BEGIN

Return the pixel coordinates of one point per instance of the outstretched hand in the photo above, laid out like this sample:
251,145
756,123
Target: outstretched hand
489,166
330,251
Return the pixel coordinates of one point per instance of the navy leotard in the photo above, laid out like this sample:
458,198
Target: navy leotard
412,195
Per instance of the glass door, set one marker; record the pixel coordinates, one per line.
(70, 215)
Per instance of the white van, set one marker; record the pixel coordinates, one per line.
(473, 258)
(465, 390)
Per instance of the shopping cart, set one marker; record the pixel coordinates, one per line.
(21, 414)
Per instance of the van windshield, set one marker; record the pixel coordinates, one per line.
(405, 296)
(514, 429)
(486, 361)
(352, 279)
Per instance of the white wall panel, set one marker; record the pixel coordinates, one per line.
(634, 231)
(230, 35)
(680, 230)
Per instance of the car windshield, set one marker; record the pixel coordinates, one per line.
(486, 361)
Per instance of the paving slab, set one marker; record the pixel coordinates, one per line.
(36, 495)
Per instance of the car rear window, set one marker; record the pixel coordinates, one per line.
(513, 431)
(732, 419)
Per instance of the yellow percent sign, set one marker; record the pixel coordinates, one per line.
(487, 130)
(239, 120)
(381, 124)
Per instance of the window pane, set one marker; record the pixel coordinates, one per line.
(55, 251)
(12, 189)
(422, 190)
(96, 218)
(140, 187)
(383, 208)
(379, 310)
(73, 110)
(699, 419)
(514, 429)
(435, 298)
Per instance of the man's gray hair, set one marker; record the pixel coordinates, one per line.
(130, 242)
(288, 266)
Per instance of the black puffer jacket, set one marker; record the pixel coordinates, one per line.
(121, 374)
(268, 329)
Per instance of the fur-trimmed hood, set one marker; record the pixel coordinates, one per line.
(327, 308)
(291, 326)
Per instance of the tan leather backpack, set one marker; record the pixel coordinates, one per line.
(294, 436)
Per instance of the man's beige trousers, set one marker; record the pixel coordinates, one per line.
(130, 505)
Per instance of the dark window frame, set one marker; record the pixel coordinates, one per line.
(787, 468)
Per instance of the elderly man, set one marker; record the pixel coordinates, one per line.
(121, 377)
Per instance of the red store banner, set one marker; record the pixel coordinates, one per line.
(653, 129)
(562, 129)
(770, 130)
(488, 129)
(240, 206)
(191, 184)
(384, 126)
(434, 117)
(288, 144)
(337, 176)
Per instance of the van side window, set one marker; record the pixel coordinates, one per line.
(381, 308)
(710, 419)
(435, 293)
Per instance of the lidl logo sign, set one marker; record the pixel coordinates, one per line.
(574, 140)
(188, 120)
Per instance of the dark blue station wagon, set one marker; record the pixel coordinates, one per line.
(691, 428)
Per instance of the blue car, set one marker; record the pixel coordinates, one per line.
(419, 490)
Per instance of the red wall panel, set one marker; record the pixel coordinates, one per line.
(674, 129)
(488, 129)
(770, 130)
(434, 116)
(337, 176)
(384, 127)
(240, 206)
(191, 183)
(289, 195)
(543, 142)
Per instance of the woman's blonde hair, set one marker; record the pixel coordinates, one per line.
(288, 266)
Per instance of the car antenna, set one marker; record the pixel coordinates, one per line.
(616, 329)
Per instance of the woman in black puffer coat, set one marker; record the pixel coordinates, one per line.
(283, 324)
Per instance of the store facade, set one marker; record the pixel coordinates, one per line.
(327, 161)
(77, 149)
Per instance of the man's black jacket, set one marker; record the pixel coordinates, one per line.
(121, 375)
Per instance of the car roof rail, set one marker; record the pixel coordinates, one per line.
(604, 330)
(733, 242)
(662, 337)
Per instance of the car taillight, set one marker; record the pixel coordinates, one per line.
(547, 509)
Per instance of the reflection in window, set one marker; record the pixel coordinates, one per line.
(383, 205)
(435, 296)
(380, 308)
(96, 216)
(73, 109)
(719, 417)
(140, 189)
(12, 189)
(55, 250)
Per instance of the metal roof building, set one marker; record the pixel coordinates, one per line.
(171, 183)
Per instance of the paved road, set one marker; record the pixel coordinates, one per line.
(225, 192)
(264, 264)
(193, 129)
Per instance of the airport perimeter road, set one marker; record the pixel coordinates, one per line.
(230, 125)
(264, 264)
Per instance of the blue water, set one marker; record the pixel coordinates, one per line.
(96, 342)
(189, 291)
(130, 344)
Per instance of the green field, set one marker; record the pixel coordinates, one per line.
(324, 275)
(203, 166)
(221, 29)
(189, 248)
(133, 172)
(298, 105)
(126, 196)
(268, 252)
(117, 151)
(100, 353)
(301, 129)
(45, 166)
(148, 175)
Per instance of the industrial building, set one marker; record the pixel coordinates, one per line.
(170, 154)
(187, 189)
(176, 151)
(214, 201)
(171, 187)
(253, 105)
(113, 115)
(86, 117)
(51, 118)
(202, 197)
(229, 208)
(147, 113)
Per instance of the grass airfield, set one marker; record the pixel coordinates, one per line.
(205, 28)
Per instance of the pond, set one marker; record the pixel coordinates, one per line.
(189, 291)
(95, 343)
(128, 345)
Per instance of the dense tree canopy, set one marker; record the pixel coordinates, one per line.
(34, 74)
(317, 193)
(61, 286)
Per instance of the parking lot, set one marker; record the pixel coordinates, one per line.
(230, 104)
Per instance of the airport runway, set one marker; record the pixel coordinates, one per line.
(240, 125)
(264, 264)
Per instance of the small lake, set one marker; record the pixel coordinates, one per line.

END

== Work order ==
Write out the material again, matching every line.

== Problem solution ==
Return the pixel coordinates of one point per instance of the outstretched hand in the photo above, laid out like this sample:
251,145
756,123
Target: outstretched hand
489,166
330,251
Return the pixel coordinates of one point per instance of the navy leotard in the photo above, laid out like this sample:
458,198
Target: navy leotard
412,195
Per instance of the glass door, set one marker; record the pixel coordinates, one per line.
(70, 215)
Per instance of the white van, set one marker; record the pixel coordinates, one per line.
(473, 258)
(465, 390)
Per instance of the shopping cart, set one marker; record the pixel coordinates, one per line.
(21, 414)
Per instance of the van windshield, set one marker; record the pixel coordinates, one per line.
(405, 296)
(514, 429)
(486, 361)
(352, 279)
Per instance of the white wall panel, set one marker; record the pixel coordinates, one per line.
(634, 231)
(230, 35)
(680, 230)
Per instance of the car windshield, set one marker; record the pixel coordinates, one per line.
(486, 361)
Per instance of the paving slab, set one marker; record the pixel coordinates, one per line.
(36, 495)
Per instance of the car rear window, set one marker; record the pixel coordinates, one per line.
(513, 431)
(732, 419)
Per instance of the yellow percent sign, set one marker; record the pixel coordinates, one per line.
(487, 130)
(239, 120)
(381, 124)
Per instance of the window pane, set one marker; record the pixel coordinates, one per line.
(55, 251)
(12, 189)
(422, 190)
(96, 218)
(140, 187)
(383, 208)
(379, 310)
(73, 110)
(699, 419)
(514, 429)
(435, 298)
Per instance of the man's gray hair, set one marker; record the pixel coordinates, one per line.
(130, 242)
(288, 266)
Per instance of the black puffer jacket, set one marker; record the pixel coordinates, one per line.
(121, 374)
(268, 329)
Per instance of the fur-trimmed hood, set one marker; record the pixel coordinates, one per line.
(327, 308)
(291, 326)
Per instance of the tan leather backpack, set one marker; record the pixel coordinates, one per line.
(294, 436)
Per instance of the man's beige trousers, set one marker; record the pixel coordinates, one per line.
(130, 505)
Per instance of the dark window frame, set one marker; record the pixel coordinates, one per line.
(787, 468)
Per instance of the elderly man, set one marker; record the pixel coordinates, one per line.
(121, 377)
Per instance of the red store banner, set one marker; record the pixel coordinates, one per line.
(653, 129)
(562, 129)
(770, 130)
(488, 129)
(240, 206)
(191, 184)
(384, 126)
(434, 117)
(288, 144)
(337, 176)
Per instance of the van side window, set one marker; record the pixel coordinates, one per line.
(381, 308)
(710, 419)
(435, 293)
Per instance of the lidl logo sign, set one marker; record the pixel coordinates, one per line.
(574, 140)
(188, 120)
Per instance of the dark blue station wagon, set one marker; record the pixel coordinates, one per line.
(691, 428)
Per instance of the blue car, set one marker; record the pixel coordinates, one per line.
(419, 490)
Per instance of the red wall panel, set one marker; record the pixel coordinates, one per line.
(674, 129)
(488, 129)
(770, 130)
(434, 116)
(337, 176)
(384, 127)
(240, 206)
(191, 183)
(289, 195)
(543, 142)
Per instance of the woman's blonde hair, set one marker; record the pixel coordinates, one per line.
(288, 266)
Per instance of the car antenna, set one marker; record the pixel coordinates, one per line.
(616, 329)
Per instance of the woman in black puffer coat, set one marker; record the pixel coordinates, one per line.
(283, 324)
Per instance of the store facade, set one marker; record the pixel coordinates, one per line.
(327, 161)
(77, 149)
Per instance of the man's black jacket, set one marker; record the pixel coordinates, one per line.
(121, 375)
Per instance of the car roof rail, set one marker; record the pixel coordinates, one per line.
(604, 330)
(733, 242)
(662, 337)
Per instance of the car taillight, set one marker; record the pixel coordinates, one per line.
(547, 509)
Per instance of the reflection in window, set one marker; record the pixel coordinates, one per line.
(383, 205)
(435, 296)
(380, 308)
(96, 216)
(73, 109)
(719, 417)
(140, 189)
(12, 189)
(55, 250)
Per instance of the metal roof building, set one marker; record the pixel coordinates, one per line.
(171, 183)
Per instance of the paved road, set one marker; record the pixel coordinates, one per line.
(225, 192)
(264, 264)
(193, 129)
Per instance of the airport perimeter road, set one marker; record the pixel coordinates, one per line.
(230, 125)
(264, 264)
Per instance of the blue water, set one marker; record the pixel coordinates, one per line.
(96, 342)
(189, 291)
(130, 344)
Per instance of the green field, set one marker; record the pixel coordinates, one per line.
(324, 275)
(203, 166)
(221, 29)
(189, 248)
(133, 172)
(298, 105)
(126, 196)
(268, 252)
(117, 151)
(100, 353)
(301, 129)
(45, 166)
(148, 175)
Per instance of the industrial building, set one marker; record the pixel coordinates, one per line.
(170, 154)
(187, 189)
(176, 151)
(214, 201)
(171, 187)
(253, 105)
(113, 115)
(86, 117)
(51, 118)
(202, 197)
(229, 208)
(147, 113)
Per instance of the grass airfield, set one marker; record the pixel coordinates, one per line.
(205, 28)
Per instance of the pond, set one marker; record the pixel coordinates, one per line.
(189, 291)
(95, 343)
(128, 345)
Per instance of the dense tree canopy, set one marker; record the pixel coordinates, one per line.
(34, 74)
(317, 193)
(61, 286)
Per instance of the parking lot, set one marker; record the pixel coordinates, one per line.
(230, 104)
Per instance of the airport runway, set one marker; record the pixel coordinates, one per line.
(240, 125)
(264, 264)
Per instance of the small lake, set one marker; record the pixel coordinates, one per line.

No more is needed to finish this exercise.